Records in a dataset
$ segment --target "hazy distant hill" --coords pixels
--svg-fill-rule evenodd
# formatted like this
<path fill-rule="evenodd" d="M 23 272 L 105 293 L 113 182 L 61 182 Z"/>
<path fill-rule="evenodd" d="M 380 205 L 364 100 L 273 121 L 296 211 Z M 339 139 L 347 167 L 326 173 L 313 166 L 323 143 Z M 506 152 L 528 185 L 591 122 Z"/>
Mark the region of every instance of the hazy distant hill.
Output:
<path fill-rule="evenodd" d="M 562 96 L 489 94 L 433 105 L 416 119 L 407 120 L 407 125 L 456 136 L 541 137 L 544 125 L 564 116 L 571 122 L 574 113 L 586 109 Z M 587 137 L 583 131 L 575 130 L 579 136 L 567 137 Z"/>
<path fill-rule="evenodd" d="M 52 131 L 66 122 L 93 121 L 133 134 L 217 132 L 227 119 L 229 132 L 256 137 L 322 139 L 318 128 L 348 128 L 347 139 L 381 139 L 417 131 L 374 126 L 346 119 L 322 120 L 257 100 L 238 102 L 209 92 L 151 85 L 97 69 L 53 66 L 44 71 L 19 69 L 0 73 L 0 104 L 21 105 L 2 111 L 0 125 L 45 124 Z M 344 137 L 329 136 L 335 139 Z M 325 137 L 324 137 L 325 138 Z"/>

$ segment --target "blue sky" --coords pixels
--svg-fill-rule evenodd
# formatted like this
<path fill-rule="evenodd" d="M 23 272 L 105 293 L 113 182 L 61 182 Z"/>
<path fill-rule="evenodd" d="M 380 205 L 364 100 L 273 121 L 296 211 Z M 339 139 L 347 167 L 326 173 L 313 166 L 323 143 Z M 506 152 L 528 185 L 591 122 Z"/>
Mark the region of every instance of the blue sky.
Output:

= Aim =
Can you reproduce all of the data above with "Outline the area" substituted for "Mark the region" and everything else left unchanged?

= Solution to the problem =
$ segment --target "hazy distant hill" --coords pixels
--svg-fill-rule evenodd
# formatted like this
<path fill-rule="evenodd" d="M 23 272 L 105 293 L 113 182 L 61 182 Z"/>
<path fill-rule="evenodd" d="M 380 205 L 364 100 L 273 121 L 296 211 Z M 339 139 L 347 167 L 326 173 L 313 166 L 323 143 Z M 506 152 L 528 185 L 591 122 Z"/>
Outline the area of every instance of the hazy distant hill.
Output:
<path fill-rule="evenodd" d="M 562 96 L 489 94 L 433 105 L 416 119 L 407 120 L 407 125 L 456 136 L 541 137 L 544 125 L 564 116 L 571 122 L 574 113 L 586 109 Z M 587 137 L 583 131 L 575 130 L 579 136 L 567 137 Z"/>
<path fill-rule="evenodd" d="M 52 131 L 66 122 L 93 121 L 133 134 L 217 132 L 227 119 L 229 132 L 256 137 L 322 139 L 318 128 L 348 128 L 347 139 L 381 139 L 417 131 L 374 126 L 346 119 L 322 120 L 257 100 L 238 102 L 209 92 L 151 85 L 97 69 L 53 66 L 44 71 L 19 69 L 0 73 L 0 104 L 21 105 L 2 111 L 0 125 L 45 124 Z M 344 137 L 329 136 L 335 139 Z M 325 137 L 324 137 L 325 138 Z"/>

$ segment --target "blue sky" --coords pixels
--svg-fill-rule evenodd
# formatted like this
<path fill-rule="evenodd" d="M 23 272 L 105 293 L 113 182 L 61 182 Z"/>
<path fill-rule="evenodd" d="M 380 205 L 364 100 L 273 121 L 296 211 Z M 339 139 L 347 167 L 326 173 L 313 166 L 323 143 Z M 506 152 L 528 185 L 591 122 Z"/>
Outline the area of every instance of the blue sky.
Output:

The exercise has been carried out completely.